Aim of the task
How many lines in the entries below contain "wheel"? Answer with the number only.

═══ Data

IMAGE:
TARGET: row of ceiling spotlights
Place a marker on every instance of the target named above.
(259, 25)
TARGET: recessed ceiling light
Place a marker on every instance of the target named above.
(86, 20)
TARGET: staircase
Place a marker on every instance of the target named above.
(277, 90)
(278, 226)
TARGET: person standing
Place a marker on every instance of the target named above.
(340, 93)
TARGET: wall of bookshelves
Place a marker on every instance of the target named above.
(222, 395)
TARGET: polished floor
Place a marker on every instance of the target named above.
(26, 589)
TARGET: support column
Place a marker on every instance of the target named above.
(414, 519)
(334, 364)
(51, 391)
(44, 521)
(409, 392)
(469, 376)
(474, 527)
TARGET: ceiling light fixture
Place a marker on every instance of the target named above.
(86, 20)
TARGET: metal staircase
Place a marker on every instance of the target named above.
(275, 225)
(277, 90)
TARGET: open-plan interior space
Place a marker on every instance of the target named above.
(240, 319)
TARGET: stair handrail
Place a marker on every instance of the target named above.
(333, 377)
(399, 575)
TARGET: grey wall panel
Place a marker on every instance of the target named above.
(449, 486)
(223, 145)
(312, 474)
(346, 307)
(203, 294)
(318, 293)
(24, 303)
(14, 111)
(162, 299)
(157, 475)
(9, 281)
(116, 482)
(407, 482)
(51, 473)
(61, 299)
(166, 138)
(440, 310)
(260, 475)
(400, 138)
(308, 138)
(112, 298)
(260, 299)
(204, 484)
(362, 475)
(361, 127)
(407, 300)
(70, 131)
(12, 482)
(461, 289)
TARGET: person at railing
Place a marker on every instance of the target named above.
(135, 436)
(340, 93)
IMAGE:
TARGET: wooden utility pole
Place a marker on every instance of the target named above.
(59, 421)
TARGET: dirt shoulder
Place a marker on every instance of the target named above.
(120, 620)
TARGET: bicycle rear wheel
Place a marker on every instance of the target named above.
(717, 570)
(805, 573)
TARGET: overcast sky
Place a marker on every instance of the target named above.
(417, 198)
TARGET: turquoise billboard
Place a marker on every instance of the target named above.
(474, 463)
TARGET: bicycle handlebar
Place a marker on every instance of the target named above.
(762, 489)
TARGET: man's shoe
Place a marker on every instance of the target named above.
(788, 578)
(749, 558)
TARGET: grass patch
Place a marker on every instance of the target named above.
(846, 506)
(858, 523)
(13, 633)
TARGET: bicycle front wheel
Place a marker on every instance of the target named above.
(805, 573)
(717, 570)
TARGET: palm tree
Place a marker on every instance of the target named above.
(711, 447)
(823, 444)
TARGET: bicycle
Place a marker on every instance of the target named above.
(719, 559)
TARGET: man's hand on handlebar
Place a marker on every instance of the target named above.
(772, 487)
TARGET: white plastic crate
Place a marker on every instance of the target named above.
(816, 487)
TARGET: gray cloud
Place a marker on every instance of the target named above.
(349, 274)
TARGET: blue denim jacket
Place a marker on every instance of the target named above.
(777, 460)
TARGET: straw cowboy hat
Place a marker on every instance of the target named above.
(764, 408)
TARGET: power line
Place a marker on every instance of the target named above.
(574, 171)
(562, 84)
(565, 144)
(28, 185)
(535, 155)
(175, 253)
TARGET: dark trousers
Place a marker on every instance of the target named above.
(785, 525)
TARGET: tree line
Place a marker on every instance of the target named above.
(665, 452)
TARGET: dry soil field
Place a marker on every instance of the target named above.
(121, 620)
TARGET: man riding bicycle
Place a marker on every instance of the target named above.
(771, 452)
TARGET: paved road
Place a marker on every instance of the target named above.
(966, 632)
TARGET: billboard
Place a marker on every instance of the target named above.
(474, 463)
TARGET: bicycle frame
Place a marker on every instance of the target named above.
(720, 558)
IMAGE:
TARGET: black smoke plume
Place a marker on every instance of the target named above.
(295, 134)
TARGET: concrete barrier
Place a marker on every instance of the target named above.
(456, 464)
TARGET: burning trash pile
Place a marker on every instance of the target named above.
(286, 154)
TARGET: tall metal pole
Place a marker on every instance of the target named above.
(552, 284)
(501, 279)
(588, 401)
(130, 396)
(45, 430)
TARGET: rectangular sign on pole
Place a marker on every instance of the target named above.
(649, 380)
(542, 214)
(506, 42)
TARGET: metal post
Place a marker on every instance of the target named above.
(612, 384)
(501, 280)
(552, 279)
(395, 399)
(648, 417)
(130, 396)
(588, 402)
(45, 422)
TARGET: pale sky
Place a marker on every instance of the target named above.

══════

Result for this exercise
2